DA SVOLGERE
Ricopia senza alcuna modifica tutte le righe dell'elenco che segue, dalla prima all'ultima. Non includere le immagini nella risposta.

DATI DI ORIGINE
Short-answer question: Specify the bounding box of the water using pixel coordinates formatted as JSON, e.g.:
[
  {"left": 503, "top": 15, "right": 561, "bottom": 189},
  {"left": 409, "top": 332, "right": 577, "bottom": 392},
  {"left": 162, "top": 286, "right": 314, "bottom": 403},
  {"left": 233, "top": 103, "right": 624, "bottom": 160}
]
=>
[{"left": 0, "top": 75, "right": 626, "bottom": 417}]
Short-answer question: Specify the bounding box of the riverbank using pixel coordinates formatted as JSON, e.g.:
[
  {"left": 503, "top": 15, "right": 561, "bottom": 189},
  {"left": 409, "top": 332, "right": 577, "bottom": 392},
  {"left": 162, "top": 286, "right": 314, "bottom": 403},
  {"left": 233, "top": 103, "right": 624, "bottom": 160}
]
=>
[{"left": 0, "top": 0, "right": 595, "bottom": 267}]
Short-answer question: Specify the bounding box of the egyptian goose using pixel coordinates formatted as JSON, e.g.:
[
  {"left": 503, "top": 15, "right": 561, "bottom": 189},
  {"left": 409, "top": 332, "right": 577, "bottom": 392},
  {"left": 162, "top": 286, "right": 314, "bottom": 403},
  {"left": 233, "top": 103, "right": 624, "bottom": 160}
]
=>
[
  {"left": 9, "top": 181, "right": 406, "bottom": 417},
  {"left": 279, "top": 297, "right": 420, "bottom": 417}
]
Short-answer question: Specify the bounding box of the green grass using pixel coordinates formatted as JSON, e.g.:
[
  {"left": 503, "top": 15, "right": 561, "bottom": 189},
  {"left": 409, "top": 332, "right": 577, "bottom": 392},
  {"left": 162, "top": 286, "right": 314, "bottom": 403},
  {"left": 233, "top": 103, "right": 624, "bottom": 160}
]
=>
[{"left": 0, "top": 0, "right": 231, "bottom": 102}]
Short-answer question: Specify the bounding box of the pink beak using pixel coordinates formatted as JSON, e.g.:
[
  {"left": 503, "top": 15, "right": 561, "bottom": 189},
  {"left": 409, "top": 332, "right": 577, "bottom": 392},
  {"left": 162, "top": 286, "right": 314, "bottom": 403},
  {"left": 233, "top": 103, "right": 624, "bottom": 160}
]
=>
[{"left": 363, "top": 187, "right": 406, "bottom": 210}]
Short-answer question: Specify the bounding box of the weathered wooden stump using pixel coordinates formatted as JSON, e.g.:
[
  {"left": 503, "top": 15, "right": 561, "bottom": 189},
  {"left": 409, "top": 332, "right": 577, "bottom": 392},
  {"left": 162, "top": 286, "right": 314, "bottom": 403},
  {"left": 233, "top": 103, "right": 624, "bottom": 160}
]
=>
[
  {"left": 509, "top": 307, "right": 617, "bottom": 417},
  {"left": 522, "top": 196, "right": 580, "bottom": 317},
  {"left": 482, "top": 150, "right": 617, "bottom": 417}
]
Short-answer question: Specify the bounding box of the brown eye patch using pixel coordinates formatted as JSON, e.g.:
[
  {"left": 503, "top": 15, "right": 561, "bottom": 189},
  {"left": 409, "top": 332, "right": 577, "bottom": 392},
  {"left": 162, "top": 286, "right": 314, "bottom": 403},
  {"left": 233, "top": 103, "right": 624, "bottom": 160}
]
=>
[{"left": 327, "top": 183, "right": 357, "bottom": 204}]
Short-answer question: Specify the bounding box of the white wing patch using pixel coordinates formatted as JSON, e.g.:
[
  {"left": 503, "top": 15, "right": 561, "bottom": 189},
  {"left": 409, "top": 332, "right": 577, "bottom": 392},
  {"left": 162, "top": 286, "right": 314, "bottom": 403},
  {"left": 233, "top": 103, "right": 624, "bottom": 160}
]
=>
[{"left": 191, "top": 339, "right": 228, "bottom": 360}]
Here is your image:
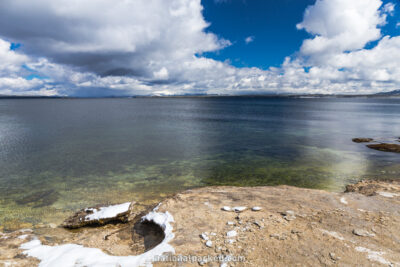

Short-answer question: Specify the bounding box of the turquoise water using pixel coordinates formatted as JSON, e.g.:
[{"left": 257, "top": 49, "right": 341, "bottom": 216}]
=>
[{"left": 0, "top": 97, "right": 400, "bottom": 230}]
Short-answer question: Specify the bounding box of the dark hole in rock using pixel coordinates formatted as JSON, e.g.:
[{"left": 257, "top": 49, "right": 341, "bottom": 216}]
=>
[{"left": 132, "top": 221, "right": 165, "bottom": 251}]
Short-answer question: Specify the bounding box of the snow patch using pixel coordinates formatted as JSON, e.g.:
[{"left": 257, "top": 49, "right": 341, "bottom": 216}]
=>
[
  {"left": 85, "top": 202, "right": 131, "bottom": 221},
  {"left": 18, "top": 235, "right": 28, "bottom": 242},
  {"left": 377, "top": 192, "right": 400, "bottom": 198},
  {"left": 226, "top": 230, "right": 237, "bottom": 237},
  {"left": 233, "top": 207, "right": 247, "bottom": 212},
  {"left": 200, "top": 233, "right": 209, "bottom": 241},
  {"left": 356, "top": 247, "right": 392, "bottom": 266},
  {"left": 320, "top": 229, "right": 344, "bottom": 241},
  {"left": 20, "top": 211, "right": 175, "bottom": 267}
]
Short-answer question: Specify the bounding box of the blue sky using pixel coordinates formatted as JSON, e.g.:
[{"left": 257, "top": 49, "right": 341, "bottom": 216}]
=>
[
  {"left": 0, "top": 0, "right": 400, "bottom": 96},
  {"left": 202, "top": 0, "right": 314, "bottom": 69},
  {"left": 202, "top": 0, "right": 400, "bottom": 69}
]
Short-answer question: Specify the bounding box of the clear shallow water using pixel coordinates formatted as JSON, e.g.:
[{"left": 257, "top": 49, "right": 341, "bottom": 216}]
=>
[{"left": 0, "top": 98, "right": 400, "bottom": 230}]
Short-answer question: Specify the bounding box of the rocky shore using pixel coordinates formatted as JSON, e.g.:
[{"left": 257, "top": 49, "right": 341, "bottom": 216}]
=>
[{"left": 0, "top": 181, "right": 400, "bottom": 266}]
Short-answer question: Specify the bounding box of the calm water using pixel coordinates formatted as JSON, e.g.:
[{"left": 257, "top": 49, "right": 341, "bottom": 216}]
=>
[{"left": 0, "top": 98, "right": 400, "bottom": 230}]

RISULTATO DELL'ESERCIZIO
Short-answer question: Specify the bounding box of the water using pixel coordinates formatted as JSON, e.g.:
[
  {"left": 503, "top": 15, "right": 561, "bottom": 189},
  {"left": 409, "top": 332, "right": 577, "bottom": 392},
  {"left": 162, "top": 286, "right": 314, "bottom": 403},
  {"left": 233, "top": 103, "right": 624, "bottom": 160}
]
=>
[{"left": 0, "top": 75, "right": 626, "bottom": 417}]
Short-answer question: Specify the bounding box of the riverbank using pixel coordinates formatted as JSON, e.g.:
[
  {"left": 503, "top": 15, "right": 561, "bottom": 189},
  {"left": 409, "top": 332, "right": 577, "bottom": 392},
  {"left": 162, "top": 286, "right": 314, "bottom": 403},
  {"left": 233, "top": 103, "right": 624, "bottom": 160}
]
=>
[{"left": 0, "top": 0, "right": 595, "bottom": 267}]
Short-answer question: Specify the bounding box of the egyptian goose using pixel coordinates formatted as JSON, e.g.:
[
  {"left": 503, "top": 15, "right": 561, "bottom": 189},
  {"left": 409, "top": 332, "right": 577, "bottom": 392},
  {"left": 162, "top": 286, "right": 314, "bottom": 403},
  {"left": 233, "top": 103, "right": 624, "bottom": 160}
]
=>
[
  {"left": 9, "top": 181, "right": 406, "bottom": 417},
  {"left": 279, "top": 297, "right": 420, "bottom": 417}
]
Short-answer question: Specify the bounding box of the green grass using pixel coordinates formatted as JSON, e.g.:
[
  {"left": 503, "top": 15, "right": 561, "bottom": 189},
  {"left": 409, "top": 332, "right": 577, "bottom": 392},
  {"left": 162, "top": 286, "right": 314, "bottom": 403},
  {"left": 233, "top": 103, "right": 624, "bottom": 160}
]
=>
[{"left": 0, "top": 0, "right": 231, "bottom": 102}]
Short-answer question: Specify the bounding box of the pink beak using pixel coordinates formatted as JSON, e.g.:
[
  {"left": 503, "top": 15, "right": 561, "bottom": 189},
  {"left": 409, "top": 332, "right": 577, "bottom": 392},
  {"left": 162, "top": 286, "right": 314, "bottom": 403},
  {"left": 233, "top": 103, "right": 624, "bottom": 160}
]
=>
[{"left": 363, "top": 187, "right": 406, "bottom": 210}]
Short-answer question: Specify the bounding box of the weathered wooden stump using pixel coordinates formatted as JSON, e.g.:
[
  {"left": 503, "top": 15, "right": 561, "bottom": 189},
  {"left": 409, "top": 332, "right": 577, "bottom": 392},
  {"left": 162, "top": 286, "right": 314, "bottom": 403},
  {"left": 233, "top": 103, "right": 624, "bottom": 160}
]
=>
[
  {"left": 509, "top": 307, "right": 617, "bottom": 417},
  {"left": 522, "top": 196, "right": 580, "bottom": 317},
  {"left": 482, "top": 150, "right": 617, "bottom": 417}
]
Short-answer question: Specify the bounding box of the brown eye patch using pixel coordinates formatted as JSON, e.g.:
[
  {"left": 503, "top": 15, "right": 561, "bottom": 189},
  {"left": 409, "top": 332, "right": 577, "bottom": 392},
  {"left": 162, "top": 286, "right": 314, "bottom": 403},
  {"left": 233, "top": 103, "right": 624, "bottom": 160}
]
=>
[{"left": 327, "top": 183, "right": 357, "bottom": 204}]
Short-answer question: Specify the bounding box of the white wing patch using pixel coordinates formatted as JSON, e.g.:
[
  {"left": 503, "top": 15, "right": 561, "bottom": 189},
  {"left": 409, "top": 332, "right": 577, "bottom": 392},
  {"left": 162, "top": 286, "right": 314, "bottom": 403},
  {"left": 233, "top": 103, "right": 624, "bottom": 160}
]
=>
[{"left": 191, "top": 339, "right": 228, "bottom": 360}]
Here is your image:

Short-answer question: Specify the bounding box of the turquoise water using pixel coordinates formatted as JSON, e.g.:
[{"left": 257, "top": 49, "right": 341, "bottom": 216}]
=>
[{"left": 0, "top": 97, "right": 400, "bottom": 230}]
Short-answer question: Specify the bounding box of the dark hole in rock using pixel coordinates formatted as JSON, e.g.:
[{"left": 257, "top": 49, "right": 341, "bottom": 216}]
=>
[{"left": 132, "top": 221, "right": 165, "bottom": 251}]
Short-answer question: Specify the bounding box of the snow patch using pixel coordinates formatted as JSON, e.g.:
[{"left": 257, "top": 49, "right": 341, "bottom": 216}]
=>
[
  {"left": 85, "top": 202, "right": 131, "bottom": 221},
  {"left": 18, "top": 235, "right": 28, "bottom": 242},
  {"left": 377, "top": 192, "right": 400, "bottom": 198},
  {"left": 226, "top": 230, "right": 237, "bottom": 237},
  {"left": 233, "top": 207, "right": 247, "bottom": 212},
  {"left": 200, "top": 233, "right": 209, "bottom": 241},
  {"left": 356, "top": 247, "right": 392, "bottom": 266},
  {"left": 320, "top": 229, "right": 344, "bottom": 241},
  {"left": 20, "top": 211, "right": 175, "bottom": 267}
]
Short-answer question: Specify the bounding box of the blue sky using pixel coordinates formatted as JSON, e.g.:
[{"left": 257, "top": 49, "right": 341, "bottom": 216}]
=>
[
  {"left": 0, "top": 0, "right": 400, "bottom": 96},
  {"left": 202, "top": 0, "right": 314, "bottom": 69},
  {"left": 202, "top": 0, "right": 400, "bottom": 69}
]
Short-answer question: Specify the bounding box of the clear shallow water using pixel coordinates formatted as JSON, e.g.:
[{"left": 257, "top": 49, "right": 341, "bottom": 216}]
=>
[{"left": 0, "top": 98, "right": 400, "bottom": 230}]
Short-answer question: Specify the bounding box of the rocky shore using pixel coordinates formatted as JSON, e.g.:
[{"left": 257, "top": 49, "right": 341, "bottom": 216}]
=>
[{"left": 0, "top": 181, "right": 400, "bottom": 266}]
Short-answer question: Specify the bounding box of the calm water using pixel coordinates formatted as JSON, e.g.:
[{"left": 257, "top": 49, "right": 341, "bottom": 216}]
=>
[{"left": 0, "top": 98, "right": 400, "bottom": 230}]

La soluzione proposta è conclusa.